PROBLEM -> Please retype the rows from the line with "Batch job #204 — target class is dark spot" to the line with "[130,112,136,119]", both included.

RECORD SET ->
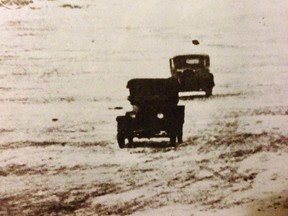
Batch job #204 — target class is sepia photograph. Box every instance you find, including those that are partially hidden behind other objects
[0,0,288,216]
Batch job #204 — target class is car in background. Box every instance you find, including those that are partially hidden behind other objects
[170,54,215,97]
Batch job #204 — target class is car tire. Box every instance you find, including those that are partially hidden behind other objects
[117,133,125,148]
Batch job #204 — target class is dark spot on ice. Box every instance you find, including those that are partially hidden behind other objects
[192,40,200,45]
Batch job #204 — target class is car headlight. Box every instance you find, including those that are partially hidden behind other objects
[157,113,164,119]
[130,112,136,119]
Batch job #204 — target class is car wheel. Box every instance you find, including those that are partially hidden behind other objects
[117,133,125,148]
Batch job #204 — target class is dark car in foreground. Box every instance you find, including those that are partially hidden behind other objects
[170,54,215,97]
[116,78,185,148]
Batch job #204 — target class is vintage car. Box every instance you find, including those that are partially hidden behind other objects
[116,78,185,148]
[170,55,215,97]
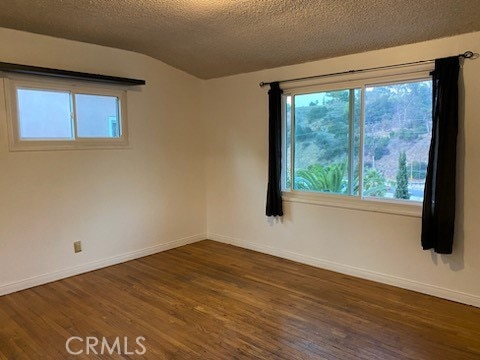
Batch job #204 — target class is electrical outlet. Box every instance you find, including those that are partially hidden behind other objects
[73,241,82,253]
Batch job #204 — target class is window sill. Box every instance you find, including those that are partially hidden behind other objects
[282,191,422,218]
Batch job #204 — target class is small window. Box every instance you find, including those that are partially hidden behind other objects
[283,66,432,204]
[5,77,128,150]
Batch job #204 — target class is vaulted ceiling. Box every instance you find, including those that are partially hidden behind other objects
[0,0,480,79]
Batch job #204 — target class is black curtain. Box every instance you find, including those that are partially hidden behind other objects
[266,82,283,216]
[422,56,460,254]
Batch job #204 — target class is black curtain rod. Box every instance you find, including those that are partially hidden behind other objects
[0,62,146,86]
[259,51,478,87]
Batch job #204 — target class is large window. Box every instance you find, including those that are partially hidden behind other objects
[283,72,432,210]
[5,77,127,150]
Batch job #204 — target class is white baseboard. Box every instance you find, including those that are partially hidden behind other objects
[207,233,480,307]
[0,234,207,296]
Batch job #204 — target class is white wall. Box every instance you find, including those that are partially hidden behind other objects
[0,29,206,294]
[205,33,480,306]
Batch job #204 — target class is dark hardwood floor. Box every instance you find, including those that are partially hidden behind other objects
[0,241,480,360]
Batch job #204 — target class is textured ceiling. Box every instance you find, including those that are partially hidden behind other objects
[0,0,480,79]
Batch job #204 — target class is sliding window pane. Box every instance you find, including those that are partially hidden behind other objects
[75,94,121,138]
[363,80,432,201]
[17,88,73,140]
[294,89,352,194]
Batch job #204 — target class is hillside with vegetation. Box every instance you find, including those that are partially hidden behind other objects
[294,81,432,200]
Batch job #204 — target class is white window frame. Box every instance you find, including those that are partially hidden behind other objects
[282,63,434,217]
[3,74,128,151]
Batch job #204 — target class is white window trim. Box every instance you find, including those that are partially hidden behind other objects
[3,74,130,151]
[282,63,433,218]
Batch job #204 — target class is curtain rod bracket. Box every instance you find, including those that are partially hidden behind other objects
[259,51,480,87]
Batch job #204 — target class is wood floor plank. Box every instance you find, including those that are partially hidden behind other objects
[0,241,480,360]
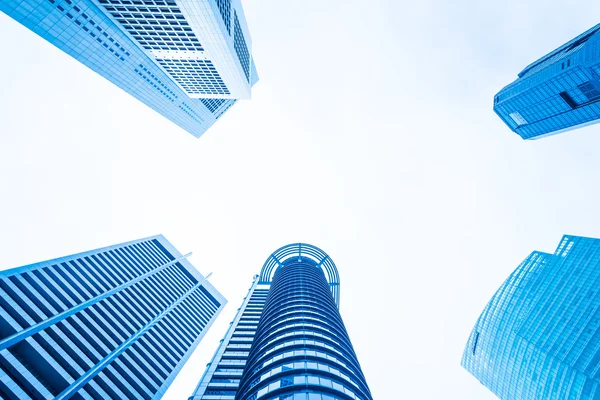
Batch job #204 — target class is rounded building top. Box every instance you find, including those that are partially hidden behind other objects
[260,243,340,308]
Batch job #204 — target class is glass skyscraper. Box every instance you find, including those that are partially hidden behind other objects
[462,236,600,400]
[0,0,258,137]
[0,235,226,400]
[494,24,600,139]
[190,243,372,400]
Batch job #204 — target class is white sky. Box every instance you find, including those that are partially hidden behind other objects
[0,0,600,400]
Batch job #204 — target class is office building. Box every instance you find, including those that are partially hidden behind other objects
[462,236,600,400]
[190,243,372,400]
[0,235,226,400]
[494,24,600,139]
[0,0,258,137]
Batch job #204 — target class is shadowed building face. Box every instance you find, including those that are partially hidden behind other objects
[461,236,600,400]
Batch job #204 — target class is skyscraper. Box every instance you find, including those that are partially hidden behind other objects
[461,236,600,400]
[190,243,372,400]
[494,24,600,139]
[0,235,226,400]
[0,0,258,137]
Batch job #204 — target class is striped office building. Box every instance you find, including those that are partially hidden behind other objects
[190,243,372,400]
[0,235,226,400]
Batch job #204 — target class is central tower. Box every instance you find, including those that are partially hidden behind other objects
[191,243,372,400]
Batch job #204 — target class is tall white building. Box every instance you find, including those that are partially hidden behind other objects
[0,0,258,137]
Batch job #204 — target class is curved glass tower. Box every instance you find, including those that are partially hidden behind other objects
[191,243,372,400]
[461,235,600,400]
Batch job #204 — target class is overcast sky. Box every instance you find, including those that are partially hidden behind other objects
[0,0,600,400]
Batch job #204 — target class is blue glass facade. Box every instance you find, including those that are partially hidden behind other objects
[494,24,600,139]
[462,236,600,400]
[0,0,258,137]
[0,235,226,400]
[190,244,372,400]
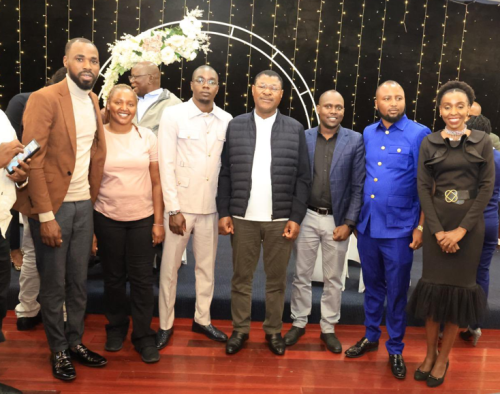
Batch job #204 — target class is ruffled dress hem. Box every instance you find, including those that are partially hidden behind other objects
[408,279,486,327]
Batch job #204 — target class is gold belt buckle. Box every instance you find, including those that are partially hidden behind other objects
[444,189,458,203]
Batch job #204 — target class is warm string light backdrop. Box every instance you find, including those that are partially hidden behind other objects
[0,0,500,133]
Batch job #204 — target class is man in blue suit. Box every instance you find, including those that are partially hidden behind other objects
[346,81,431,379]
[285,90,365,353]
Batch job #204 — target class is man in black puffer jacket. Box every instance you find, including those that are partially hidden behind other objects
[217,70,311,355]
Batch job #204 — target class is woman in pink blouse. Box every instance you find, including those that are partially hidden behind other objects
[94,85,165,363]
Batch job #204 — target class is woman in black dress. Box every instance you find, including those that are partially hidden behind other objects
[408,81,495,387]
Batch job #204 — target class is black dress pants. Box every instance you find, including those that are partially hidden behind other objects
[0,231,10,342]
[94,211,155,351]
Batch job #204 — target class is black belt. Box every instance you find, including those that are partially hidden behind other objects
[434,189,477,205]
[307,205,333,215]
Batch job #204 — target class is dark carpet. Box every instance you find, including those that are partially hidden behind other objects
[8,236,500,329]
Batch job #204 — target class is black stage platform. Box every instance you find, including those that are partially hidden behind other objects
[8,236,500,329]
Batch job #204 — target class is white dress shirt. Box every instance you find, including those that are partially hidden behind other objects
[137,88,163,122]
[0,110,17,238]
[158,99,233,214]
[240,111,286,222]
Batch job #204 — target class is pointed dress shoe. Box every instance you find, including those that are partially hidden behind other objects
[389,354,406,379]
[191,321,227,342]
[156,327,174,350]
[320,332,342,354]
[266,333,286,356]
[50,350,76,380]
[345,337,378,358]
[69,343,108,368]
[427,361,450,387]
[285,326,306,346]
[226,331,248,354]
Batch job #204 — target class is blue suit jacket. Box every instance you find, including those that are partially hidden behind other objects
[306,126,366,226]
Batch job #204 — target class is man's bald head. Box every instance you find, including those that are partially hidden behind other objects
[469,101,482,116]
[130,62,161,97]
[191,64,219,81]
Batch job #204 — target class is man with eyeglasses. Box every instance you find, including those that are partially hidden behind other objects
[285,90,365,353]
[156,66,232,349]
[217,70,311,355]
[128,62,182,135]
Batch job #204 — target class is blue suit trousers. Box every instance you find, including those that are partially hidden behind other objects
[471,212,498,329]
[358,227,413,354]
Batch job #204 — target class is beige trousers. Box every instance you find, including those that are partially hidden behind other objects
[158,213,219,330]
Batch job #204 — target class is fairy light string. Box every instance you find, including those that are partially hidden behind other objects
[373,0,389,121]
[352,0,366,127]
[244,0,255,112]
[288,0,301,116]
[413,0,429,121]
[311,0,325,122]
[333,0,345,89]
[432,0,448,130]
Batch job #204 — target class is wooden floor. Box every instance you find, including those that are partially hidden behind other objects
[0,311,500,394]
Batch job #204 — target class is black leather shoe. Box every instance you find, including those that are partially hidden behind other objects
[345,337,378,358]
[141,346,160,364]
[413,368,431,382]
[266,333,286,356]
[285,326,306,346]
[191,321,227,342]
[389,354,406,379]
[50,350,76,380]
[226,331,248,354]
[104,337,123,352]
[0,383,23,394]
[427,361,450,387]
[156,327,174,350]
[16,312,42,331]
[320,332,342,353]
[69,343,108,368]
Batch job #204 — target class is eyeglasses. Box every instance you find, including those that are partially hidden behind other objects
[128,74,151,82]
[193,77,218,86]
[255,83,281,93]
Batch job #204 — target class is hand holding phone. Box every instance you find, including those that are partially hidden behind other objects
[5,140,40,175]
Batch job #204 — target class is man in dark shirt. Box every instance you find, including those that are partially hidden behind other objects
[285,90,365,353]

ANSWER TO THIS TASK ->
Batch job #204 — target class is dark spot on ice. Box every instance you find, including those that are partially hidden behind other objects
[192,40,200,45]
Batch job #204 — target class is car headlight. Box every instance you find, including those that are partially hidden behind other objects
[157,113,164,119]
[130,112,136,119]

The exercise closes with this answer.